Repeat the items below word for word, leaving out the pictures.
::: Data excerpts :::
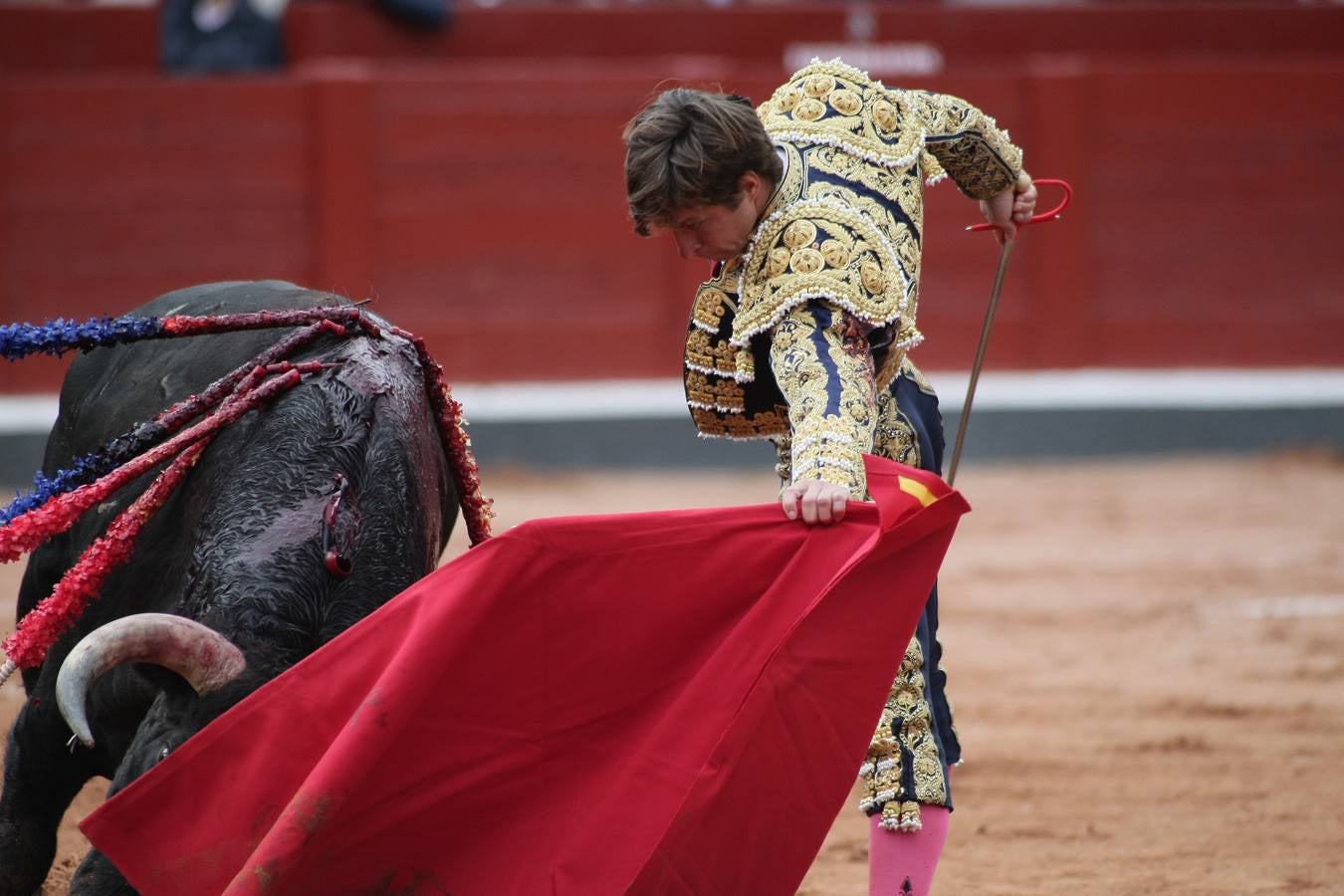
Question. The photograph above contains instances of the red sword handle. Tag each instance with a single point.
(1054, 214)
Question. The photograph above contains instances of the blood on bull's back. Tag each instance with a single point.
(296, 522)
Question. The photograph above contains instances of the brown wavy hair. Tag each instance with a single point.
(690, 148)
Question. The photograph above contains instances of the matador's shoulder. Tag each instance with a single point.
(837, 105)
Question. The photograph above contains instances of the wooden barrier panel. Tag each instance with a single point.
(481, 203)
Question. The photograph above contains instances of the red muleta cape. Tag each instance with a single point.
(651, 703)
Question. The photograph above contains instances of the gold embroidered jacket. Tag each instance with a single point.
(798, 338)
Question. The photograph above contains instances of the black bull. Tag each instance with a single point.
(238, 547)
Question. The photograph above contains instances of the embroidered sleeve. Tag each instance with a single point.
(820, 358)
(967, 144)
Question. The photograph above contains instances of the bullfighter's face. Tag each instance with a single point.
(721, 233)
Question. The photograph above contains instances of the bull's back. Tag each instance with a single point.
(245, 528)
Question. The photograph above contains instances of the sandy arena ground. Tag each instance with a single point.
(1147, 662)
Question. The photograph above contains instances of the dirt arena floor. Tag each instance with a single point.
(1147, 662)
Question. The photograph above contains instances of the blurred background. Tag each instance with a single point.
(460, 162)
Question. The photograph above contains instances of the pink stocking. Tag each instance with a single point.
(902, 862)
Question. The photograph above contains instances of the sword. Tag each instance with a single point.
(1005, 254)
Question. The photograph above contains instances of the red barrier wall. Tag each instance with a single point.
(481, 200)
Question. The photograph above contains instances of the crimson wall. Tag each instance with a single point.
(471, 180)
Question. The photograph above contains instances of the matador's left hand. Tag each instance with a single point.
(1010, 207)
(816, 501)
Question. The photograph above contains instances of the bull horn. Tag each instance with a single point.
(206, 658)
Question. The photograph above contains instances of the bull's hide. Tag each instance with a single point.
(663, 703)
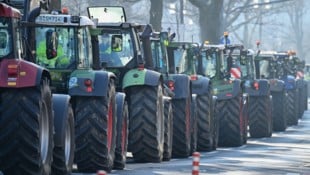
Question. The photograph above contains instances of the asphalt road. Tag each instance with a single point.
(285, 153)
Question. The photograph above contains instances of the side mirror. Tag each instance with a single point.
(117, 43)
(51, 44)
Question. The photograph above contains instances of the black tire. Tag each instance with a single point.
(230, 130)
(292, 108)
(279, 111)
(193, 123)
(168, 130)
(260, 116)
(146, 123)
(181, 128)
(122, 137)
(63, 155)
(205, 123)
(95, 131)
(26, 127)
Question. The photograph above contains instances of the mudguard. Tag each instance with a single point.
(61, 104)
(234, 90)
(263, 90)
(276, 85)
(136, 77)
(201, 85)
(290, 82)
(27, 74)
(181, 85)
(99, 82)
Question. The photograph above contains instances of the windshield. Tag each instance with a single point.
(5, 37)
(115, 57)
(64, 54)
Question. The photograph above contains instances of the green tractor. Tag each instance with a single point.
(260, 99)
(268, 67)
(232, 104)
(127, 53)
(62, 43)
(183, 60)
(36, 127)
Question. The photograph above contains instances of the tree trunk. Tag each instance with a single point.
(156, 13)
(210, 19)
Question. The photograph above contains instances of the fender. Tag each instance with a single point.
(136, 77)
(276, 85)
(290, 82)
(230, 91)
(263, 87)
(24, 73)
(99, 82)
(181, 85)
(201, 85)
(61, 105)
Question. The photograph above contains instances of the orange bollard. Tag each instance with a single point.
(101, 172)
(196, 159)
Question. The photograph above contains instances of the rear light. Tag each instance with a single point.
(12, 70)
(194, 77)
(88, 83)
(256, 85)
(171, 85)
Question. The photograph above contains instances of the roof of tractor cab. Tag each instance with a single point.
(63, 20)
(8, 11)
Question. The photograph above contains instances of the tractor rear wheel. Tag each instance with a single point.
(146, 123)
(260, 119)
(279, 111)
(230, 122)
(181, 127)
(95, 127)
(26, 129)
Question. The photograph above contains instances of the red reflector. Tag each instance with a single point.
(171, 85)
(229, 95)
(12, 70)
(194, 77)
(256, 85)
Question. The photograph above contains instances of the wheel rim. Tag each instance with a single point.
:::
Final result:
Question. The photograph above contains instances of the red sword handle. Tag each instance with a single point.
(1054, 214)
Question. The photograph above contains instances of the blood on bull's back. Tag each instance with a single point.
(296, 522)
Question. The photograph above contains instances of the brown wavy hair. Tag each instance with a single point.
(690, 148)
Question. The photograph above contains instances of the matador's shoulder. Tag each instance with a single point.
(837, 105)
Question. The photograph above contains instances of the wooden barrier panel. Tag each instance with a single point.
(481, 203)
Question. The photograph above contains instances of the red muleta cape. Tag each instance with a single point.
(651, 703)
Question. The photograph above contains instances of the gold embroidered jacket. Tag each instance with a single point.
(798, 338)
Question. The photograph above contains instances of the black bull. Tag each instance with a single point.
(238, 547)
Question. The photograph above contains instances of the embroidered sleeve. Tag each instance with a single point.
(820, 358)
(967, 144)
Question. The photograph above contains instances of the bullfighter's face. Tag each instance with a single point.
(721, 233)
Question. The photograph above contains instances of the bull's back. Tag each instance with a single point.
(245, 528)
Question. The photograph above contains instances of the sandy arena ground. Tag each instance with a single point.
(1147, 662)
Question. The photograph above contains instances of the dirt arena floor. Tag each instance with a single point.
(1147, 662)
Question. The photograph above contains instances of the blurred background. Tag each instance with a single point.
(460, 162)
Question. The photograph above contains instances of the pink stocking. Tag each instance with a single point.
(902, 862)
Question. The photograph above contains instances of the sword. Tag each instance with a single point.
(1005, 254)
Question. The photograph above contains instances of the red barrier wall. Tag each instance with a single point.
(481, 200)
Question. The photograph above contains instances of the crimson wall. Tag each instance with a single point.
(471, 180)
Question. The photograph above contains instances of the matador's left hand. Tag each instance with a single point.
(1010, 207)
(816, 501)
Question. The photograph above contains instances of the bull horn. Tag each instance with a single point.
(206, 658)
Question. The photograph above contains instances of the bull's hide. Tag each instance with a single point.
(663, 703)
Question. The photograph above contains instances of the asphalt road. Tag each instance with a single point.
(285, 153)
Question. The photograph above contains instances of the side mirror. Tag each instance with a single point.
(117, 43)
(51, 44)
Question. The photograph above contains instances of the black tire. Tag each instance with a single point.
(230, 130)
(292, 108)
(279, 111)
(193, 123)
(168, 130)
(260, 116)
(146, 123)
(181, 128)
(122, 137)
(63, 155)
(205, 123)
(95, 131)
(26, 127)
Question. The photograph above contains instances of the mudguard. Tag each instance with a single point.
(61, 104)
(234, 90)
(263, 90)
(276, 85)
(136, 77)
(201, 85)
(290, 82)
(27, 74)
(181, 85)
(99, 82)
Question. The photograph above contains instances of the windshield. Tag each instance with a single point.
(5, 37)
(115, 57)
(64, 54)
Question. The photograph above contains instances of the green tractor. Tag each instance with a single point.
(260, 99)
(268, 67)
(232, 104)
(127, 53)
(62, 43)
(183, 60)
(36, 127)
Question. The photograph above contains instances of the tree trunk. Tag each instance with a single point.
(156, 13)
(210, 19)
Question. The photograph above contains instances of the fender. Tag each instance with a single point.
(136, 77)
(276, 85)
(290, 82)
(230, 91)
(263, 87)
(24, 73)
(99, 82)
(181, 85)
(201, 85)
(61, 105)
Question. The photograph above contains instances of the orange bollard. Tag each instance with a single point.
(101, 172)
(196, 159)
Question. The photograph above contains instances of the rear light. Tag each instance with a single point.
(12, 70)
(194, 77)
(88, 83)
(256, 85)
(171, 85)
Question. The photograph above contains instances of the roof of tractor cab. Tag each instance with a single point.
(63, 20)
(8, 11)
Question. The photograph above contains instances of the tractor rear wheel. Tag each instance with a single point.
(146, 123)
(260, 119)
(279, 111)
(230, 122)
(181, 127)
(95, 127)
(26, 129)
Question. The photograph above contains instances of the red reflector. Tag each instance with a single point.
(171, 85)
(229, 95)
(12, 70)
(194, 77)
(256, 85)
Question. The photograph above contains instances of the wheel rim. Tag each instance with a single point.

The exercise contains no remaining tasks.